(What needs to be done): Continue the discussion of gendered words and pronouns below, starting after its final sentence.

##### Passage to read

Wouldn’t that be using an adjective as a noun though? I have heard male and female animals being referred to as ‘males’ and ‘females’, probably because there are many different specific terms depending on the species, including auto-hyponyms like ‘cow’ and ‘dog’.
I can understand that the word has gained a different connotation if you hear it used that way though.
I don’t see why occupations need to be gendered in English, but it’s interesting to see how languages with grammatical gender approach the issue. German job advertisements for teachers might say “Lehrerinnen (female) und Lehrer (male) gesucht” or they might say “LehrerInnen gesucht” with a capital I to show that either gender is welcome to apply.
I miss her every day. She drank a “wet vodka martini up” in the last years of her life in San Francisco. She retired there from her law practice. As a younger woman, she drank dry gin martinis.
Drink either some time and toast an equity feminist troublemaker you know — someone who would probably not describe her politics that way. I will hope that she hears you.
I’m trying to figure out where the lines are in discourse now.
Someone says to use their preferred gender pronoun, even if it is unusual…ok.
Someone says “Don’t use female,” ok.
Someone says…
Clearly, we are not culturally at a place where one half of a conversation gets to dictate what words the other half is allowed to use except, in some cases, we are in certain circles. I’m wondering how far this extends.
If I say, “Only address me as ‘Lord Almighty’,” people are going to laugh and refuse. If I say, “Only refer to me as ‘zer,’” people are supposed to respect that. Where is the line in these things? What if they say “Don’t use gendered pronouns for anyone in my presence”?
It is an honest question because I don’t know. I know for a lot of less progressive people, the whole thing seems stupid and we should just use English as we learned it in school. I’m not of that ilk but I also wince when people make up new pronouns every few years instead of, say, the singular ‘they’ that goes back to Shakespeare and is non-gendered.
I can only tell you what is okay for me, I think. I can’t speak for other people, or other communities, because I’m not them. I am fine with my birth gender. I’m not a fan of female.

##########
##### Listed records

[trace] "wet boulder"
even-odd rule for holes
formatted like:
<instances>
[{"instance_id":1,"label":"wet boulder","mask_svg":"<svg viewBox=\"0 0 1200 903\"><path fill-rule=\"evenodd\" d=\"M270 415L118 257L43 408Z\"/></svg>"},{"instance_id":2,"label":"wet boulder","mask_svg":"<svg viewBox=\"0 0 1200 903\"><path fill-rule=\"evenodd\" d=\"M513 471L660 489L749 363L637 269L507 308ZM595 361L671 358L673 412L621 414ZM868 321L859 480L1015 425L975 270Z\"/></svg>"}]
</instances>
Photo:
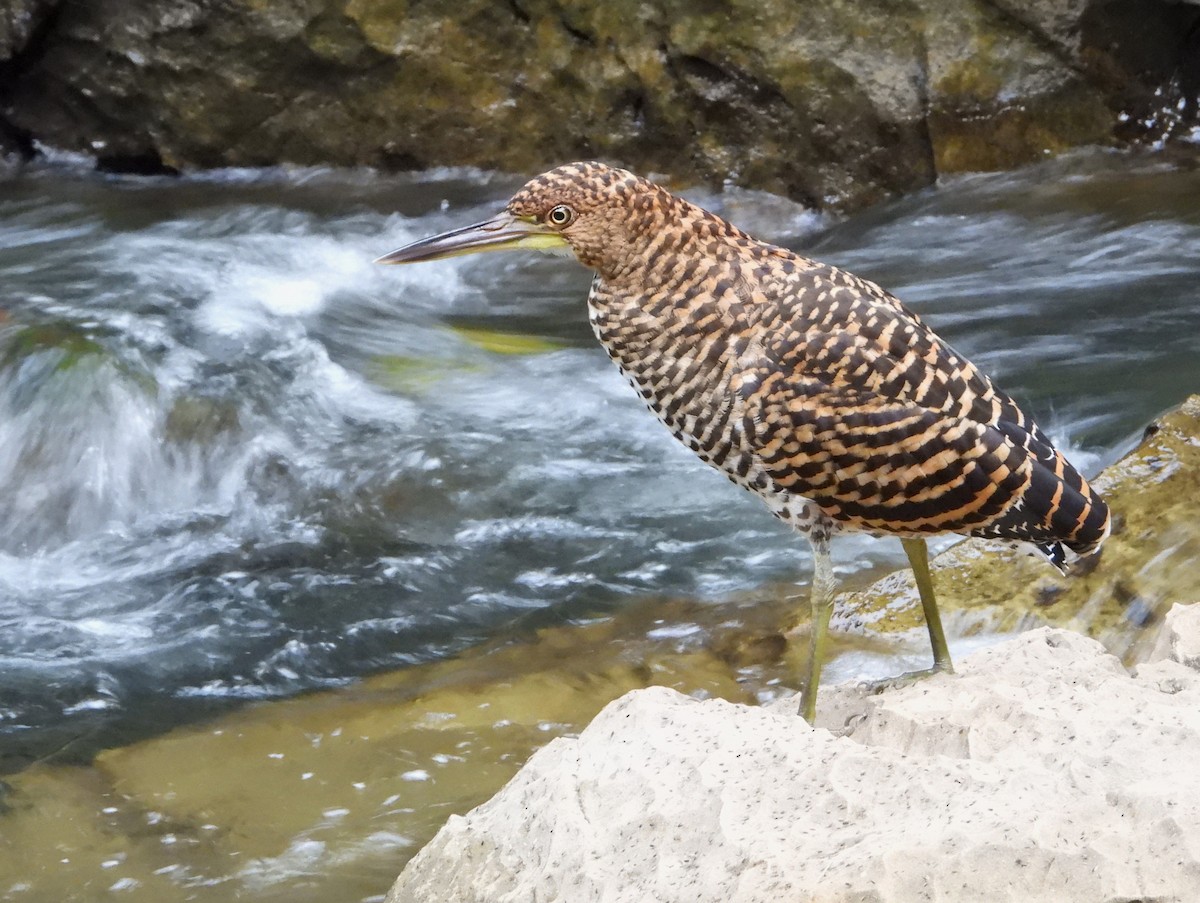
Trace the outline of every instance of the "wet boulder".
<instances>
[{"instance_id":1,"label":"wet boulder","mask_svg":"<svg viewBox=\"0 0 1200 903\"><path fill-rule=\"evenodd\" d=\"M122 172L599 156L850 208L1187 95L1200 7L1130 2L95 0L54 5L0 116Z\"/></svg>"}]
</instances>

##########
##### Listed records

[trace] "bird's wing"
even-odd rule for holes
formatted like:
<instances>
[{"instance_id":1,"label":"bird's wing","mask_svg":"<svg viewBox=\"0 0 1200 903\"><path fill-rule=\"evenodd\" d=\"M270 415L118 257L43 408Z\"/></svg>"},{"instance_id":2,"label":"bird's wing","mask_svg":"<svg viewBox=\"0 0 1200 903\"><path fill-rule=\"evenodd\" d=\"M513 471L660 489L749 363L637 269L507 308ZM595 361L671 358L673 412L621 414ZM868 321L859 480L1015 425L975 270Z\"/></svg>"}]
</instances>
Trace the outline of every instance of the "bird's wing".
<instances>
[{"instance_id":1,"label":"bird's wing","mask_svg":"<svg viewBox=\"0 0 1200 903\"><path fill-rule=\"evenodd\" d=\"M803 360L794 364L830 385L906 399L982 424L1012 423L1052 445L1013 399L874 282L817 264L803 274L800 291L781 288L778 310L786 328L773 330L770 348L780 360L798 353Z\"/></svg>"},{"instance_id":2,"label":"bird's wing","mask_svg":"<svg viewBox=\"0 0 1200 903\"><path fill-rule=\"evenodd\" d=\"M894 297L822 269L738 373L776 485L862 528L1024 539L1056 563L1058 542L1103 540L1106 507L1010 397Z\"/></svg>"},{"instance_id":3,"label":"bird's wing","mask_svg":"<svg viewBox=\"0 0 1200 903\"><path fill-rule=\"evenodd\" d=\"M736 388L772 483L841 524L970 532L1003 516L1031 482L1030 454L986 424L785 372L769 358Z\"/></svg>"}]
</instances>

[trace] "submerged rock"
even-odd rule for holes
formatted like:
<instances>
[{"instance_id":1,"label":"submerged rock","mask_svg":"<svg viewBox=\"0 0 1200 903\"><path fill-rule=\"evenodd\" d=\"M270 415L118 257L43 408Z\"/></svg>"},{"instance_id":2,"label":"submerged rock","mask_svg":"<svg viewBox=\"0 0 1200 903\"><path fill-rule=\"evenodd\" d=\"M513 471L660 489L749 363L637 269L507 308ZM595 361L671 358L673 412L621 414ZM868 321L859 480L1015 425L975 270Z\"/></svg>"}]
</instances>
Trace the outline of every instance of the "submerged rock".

##########
##### Listed records

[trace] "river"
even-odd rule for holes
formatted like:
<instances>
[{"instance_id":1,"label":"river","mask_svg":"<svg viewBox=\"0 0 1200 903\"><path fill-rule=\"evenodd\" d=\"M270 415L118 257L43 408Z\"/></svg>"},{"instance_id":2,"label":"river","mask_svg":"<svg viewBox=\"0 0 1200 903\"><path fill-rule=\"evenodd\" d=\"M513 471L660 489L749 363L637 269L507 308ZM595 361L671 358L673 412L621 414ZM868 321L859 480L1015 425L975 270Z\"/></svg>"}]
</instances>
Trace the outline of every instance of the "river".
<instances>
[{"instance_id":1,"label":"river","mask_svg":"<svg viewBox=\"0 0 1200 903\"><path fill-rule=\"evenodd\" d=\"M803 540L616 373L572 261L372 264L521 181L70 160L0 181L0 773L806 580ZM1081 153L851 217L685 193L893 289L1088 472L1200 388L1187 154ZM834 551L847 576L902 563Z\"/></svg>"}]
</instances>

##########

(Response):
Much of this comes from the post-Foucauldian turn, where language and discourse are constructive elements in our social structures. How we talk helps us to understand and structure the world, so for people who are interested in that way of thinking - they see it as taking power over their lives, insisting on what they consider respectful language that speaks to how they identify.
But we can see how language evolves over time. We know that actually happens and those changes often happen because people start using language differently, often to assert their rights to be treated equally. One example I can think of is the term Queer, which used to be offensive, but it was really embraced going into the AIDS crisis in the early 80s. Queer became a marker of rejecting the need to be “straight” and normal and to embrace a non-heteronormanative identity. Not even all LBGT people embrace the term though.
As a slight derail, in the 80’s I read Lord of the Ring. After a dozen or so examples I took my book to my mother and ask Why is he using a word we aren’t supposed to say?
Her answer was just a straight up Some words had different means. They use it as ‘different’.
This was a minor epiphany for me. It felt great to learn one of the Great Truths of language. Shit never stops changin’.
I use the singular they as a gender neutral pronoun. The singular they has been in use since the 14th century and is already common place in spoken language.
I am not going to go into a party and use ey, hu, jee, per, ve, thon, ze and every other non-traditional pronoun because frankly I can’t keep track of them all and who prefers what. If they are in the conversation, I just use their name and if they aren’t, then they won’t know what I’m using anyway.